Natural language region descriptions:
%%

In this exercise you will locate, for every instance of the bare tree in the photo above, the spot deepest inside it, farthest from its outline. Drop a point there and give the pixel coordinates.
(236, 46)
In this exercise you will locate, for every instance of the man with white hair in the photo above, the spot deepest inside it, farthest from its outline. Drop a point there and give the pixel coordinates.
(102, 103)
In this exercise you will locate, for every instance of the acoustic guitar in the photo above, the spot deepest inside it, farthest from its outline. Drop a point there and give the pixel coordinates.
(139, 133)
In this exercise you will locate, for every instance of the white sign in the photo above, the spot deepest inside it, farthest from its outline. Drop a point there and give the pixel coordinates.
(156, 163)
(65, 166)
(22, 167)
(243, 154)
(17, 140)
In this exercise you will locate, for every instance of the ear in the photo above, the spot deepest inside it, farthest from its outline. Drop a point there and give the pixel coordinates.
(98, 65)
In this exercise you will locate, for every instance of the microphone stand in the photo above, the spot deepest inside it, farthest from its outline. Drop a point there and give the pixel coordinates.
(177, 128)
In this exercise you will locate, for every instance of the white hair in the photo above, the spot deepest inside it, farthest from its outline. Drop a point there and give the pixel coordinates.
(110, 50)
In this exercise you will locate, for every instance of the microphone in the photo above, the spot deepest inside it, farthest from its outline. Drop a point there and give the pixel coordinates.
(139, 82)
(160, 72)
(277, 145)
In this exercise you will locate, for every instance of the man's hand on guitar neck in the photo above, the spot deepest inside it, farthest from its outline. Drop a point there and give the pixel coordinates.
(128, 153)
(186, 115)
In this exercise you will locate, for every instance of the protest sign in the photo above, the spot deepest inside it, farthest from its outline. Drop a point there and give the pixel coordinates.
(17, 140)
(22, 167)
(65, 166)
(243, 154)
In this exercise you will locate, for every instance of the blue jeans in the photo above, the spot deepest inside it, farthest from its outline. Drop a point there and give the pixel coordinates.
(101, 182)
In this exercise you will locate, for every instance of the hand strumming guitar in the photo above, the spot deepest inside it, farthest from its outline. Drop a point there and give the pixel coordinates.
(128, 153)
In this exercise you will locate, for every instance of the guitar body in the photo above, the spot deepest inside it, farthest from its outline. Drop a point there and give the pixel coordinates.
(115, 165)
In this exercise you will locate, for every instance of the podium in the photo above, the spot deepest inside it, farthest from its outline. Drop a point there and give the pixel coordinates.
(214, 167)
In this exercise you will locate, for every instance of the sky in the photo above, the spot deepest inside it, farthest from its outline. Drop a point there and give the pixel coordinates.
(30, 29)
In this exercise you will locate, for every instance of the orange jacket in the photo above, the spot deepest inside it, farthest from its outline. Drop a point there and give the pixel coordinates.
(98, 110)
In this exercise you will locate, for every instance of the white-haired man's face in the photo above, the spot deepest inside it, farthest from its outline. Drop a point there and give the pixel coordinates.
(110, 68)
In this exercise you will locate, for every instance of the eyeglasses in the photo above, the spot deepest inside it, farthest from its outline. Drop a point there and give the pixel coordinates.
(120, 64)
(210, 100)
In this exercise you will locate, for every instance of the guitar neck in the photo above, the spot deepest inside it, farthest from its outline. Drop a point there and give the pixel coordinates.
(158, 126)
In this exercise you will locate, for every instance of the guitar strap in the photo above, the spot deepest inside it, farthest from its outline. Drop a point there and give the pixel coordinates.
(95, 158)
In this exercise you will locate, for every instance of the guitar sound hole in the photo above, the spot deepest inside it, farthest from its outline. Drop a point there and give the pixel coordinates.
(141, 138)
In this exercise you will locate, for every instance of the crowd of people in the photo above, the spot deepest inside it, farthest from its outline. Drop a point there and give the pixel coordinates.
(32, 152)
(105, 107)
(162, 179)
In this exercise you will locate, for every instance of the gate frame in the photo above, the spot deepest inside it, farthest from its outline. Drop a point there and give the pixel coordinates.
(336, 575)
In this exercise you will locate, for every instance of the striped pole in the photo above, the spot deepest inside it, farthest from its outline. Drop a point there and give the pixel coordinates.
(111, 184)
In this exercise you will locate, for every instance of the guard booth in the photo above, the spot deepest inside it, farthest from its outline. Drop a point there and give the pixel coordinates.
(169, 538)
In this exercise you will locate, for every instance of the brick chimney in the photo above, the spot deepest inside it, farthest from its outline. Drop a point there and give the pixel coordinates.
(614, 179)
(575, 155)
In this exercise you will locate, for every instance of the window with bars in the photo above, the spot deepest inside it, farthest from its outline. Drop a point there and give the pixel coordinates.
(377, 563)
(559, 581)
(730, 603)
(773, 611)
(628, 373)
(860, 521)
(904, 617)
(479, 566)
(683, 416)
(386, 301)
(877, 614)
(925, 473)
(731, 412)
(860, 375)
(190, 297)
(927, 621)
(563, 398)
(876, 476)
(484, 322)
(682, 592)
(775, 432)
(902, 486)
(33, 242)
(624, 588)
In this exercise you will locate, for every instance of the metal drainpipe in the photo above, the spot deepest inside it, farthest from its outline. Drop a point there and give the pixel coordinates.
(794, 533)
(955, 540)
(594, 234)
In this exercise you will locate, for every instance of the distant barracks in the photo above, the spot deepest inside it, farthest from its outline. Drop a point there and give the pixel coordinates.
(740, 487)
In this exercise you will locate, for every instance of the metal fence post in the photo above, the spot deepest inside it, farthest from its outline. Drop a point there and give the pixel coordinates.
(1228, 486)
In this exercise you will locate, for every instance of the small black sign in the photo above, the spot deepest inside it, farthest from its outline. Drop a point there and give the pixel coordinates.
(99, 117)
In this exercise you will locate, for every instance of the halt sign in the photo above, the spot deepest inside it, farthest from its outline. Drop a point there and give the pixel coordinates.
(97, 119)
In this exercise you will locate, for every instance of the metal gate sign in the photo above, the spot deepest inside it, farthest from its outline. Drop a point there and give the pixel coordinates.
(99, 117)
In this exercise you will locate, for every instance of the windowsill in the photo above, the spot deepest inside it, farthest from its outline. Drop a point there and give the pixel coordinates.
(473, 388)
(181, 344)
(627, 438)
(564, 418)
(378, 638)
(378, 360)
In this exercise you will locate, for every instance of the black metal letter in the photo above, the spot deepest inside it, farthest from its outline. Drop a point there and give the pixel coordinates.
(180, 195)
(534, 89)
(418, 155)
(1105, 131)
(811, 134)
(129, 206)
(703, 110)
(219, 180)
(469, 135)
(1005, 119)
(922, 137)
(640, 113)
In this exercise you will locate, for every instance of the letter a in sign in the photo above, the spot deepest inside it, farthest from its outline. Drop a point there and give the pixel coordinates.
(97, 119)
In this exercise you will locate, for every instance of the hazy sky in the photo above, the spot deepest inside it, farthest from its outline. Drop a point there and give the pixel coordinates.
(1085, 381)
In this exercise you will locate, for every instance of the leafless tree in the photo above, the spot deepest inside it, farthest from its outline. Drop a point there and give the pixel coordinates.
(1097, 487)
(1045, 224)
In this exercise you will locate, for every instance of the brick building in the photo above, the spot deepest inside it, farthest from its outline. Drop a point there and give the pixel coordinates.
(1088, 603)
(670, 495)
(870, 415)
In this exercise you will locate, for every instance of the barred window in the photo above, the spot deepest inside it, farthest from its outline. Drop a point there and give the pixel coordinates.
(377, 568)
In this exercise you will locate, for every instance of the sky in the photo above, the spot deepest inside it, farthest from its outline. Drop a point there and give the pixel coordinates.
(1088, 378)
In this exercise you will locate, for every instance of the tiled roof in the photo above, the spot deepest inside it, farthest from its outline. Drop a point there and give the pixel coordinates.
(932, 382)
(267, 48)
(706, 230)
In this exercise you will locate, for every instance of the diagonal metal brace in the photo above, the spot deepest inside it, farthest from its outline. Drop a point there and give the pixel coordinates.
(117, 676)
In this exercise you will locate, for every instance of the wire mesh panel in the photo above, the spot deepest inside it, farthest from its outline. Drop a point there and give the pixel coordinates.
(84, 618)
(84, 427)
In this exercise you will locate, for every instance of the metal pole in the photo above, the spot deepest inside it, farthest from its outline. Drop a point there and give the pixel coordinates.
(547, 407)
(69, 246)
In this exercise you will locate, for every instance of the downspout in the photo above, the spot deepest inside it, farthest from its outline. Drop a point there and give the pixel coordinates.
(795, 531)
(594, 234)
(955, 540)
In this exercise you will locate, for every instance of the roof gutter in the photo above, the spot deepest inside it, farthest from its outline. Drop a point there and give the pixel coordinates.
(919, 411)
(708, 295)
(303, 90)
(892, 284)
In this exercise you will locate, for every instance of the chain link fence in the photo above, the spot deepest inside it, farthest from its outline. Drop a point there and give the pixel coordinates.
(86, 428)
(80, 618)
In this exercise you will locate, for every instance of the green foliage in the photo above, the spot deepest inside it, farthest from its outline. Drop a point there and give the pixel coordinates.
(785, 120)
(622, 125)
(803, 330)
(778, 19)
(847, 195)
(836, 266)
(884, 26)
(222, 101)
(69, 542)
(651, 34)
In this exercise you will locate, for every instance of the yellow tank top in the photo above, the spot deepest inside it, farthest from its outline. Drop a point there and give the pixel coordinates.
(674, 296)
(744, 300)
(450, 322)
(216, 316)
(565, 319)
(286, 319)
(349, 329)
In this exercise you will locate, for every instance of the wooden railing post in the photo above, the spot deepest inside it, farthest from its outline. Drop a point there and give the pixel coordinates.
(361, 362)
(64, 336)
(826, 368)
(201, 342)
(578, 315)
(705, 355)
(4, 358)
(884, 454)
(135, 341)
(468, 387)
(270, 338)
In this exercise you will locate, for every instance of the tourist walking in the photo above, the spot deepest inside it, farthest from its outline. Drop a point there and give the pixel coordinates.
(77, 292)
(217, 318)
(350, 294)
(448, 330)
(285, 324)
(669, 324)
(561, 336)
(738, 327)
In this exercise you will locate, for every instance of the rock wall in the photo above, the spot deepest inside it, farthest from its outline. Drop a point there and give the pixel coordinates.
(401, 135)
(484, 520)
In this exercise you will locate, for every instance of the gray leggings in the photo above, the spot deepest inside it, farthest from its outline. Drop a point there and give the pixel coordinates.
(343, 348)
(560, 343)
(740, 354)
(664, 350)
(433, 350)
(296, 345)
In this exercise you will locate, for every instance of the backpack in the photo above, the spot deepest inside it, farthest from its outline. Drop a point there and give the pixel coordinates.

%%

Find the line that contains "of the rock". Repeat it and every line after it, exactly as written, up to and including the last line of the records above.

### Exercise output
In this exercise you will locate, for every instance of the rock wall in the photo above, the spot deepest inside it, farthest from its outline. Drop a point there and give the pixel coordinates.
(401, 135)
(484, 520)
In this exercise you will locate, for every instance of the gray leggings in the photo above, the spot deepest inside it, farthest from its outline. Drop a point there and give the pixel coordinates.
(343, 348)
(560, 343)
(740, 354)
(664, 350)
(433, 350)
(296, 345)
In this exercise you will locate, for every instance of the backpack in the photo above, the spot deepest inside it, farthest from its outline. Drop a point there and give the pixel coordinates.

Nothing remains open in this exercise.